(Records from a data collection)
>>>>

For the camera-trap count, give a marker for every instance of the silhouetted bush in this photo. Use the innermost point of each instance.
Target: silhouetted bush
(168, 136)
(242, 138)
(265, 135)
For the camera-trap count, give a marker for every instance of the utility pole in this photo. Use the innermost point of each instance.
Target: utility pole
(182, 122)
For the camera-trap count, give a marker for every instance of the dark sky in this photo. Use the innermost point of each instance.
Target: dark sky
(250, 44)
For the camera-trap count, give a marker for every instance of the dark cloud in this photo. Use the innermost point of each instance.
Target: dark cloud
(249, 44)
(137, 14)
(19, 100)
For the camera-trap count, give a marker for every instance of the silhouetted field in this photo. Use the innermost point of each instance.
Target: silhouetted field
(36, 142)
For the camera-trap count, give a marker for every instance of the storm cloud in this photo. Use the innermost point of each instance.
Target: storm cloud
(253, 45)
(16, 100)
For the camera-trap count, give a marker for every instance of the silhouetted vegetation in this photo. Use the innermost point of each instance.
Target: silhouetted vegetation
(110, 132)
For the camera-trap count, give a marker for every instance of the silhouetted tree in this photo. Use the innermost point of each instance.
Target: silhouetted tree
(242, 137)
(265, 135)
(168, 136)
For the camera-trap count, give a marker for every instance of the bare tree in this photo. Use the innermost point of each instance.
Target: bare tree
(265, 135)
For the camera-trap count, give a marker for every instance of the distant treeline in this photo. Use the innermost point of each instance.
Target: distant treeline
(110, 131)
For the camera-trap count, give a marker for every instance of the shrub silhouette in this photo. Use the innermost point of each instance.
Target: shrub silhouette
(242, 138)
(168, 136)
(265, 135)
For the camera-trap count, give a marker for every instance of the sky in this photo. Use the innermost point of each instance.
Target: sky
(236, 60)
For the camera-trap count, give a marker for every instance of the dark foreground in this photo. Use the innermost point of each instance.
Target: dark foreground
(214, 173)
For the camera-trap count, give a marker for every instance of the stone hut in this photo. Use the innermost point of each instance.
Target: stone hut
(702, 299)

<<<<

Convert the lines from the one containing "of the stone" through the end of the records into a numbered list, omitting any blank lines.

### TASK ANSWER:
1. For the camera-trap count, give a marker for every instance of the stone hut in this photo. Use the innermost point of each instance.
2. Target: stone hut
3. (702, 299)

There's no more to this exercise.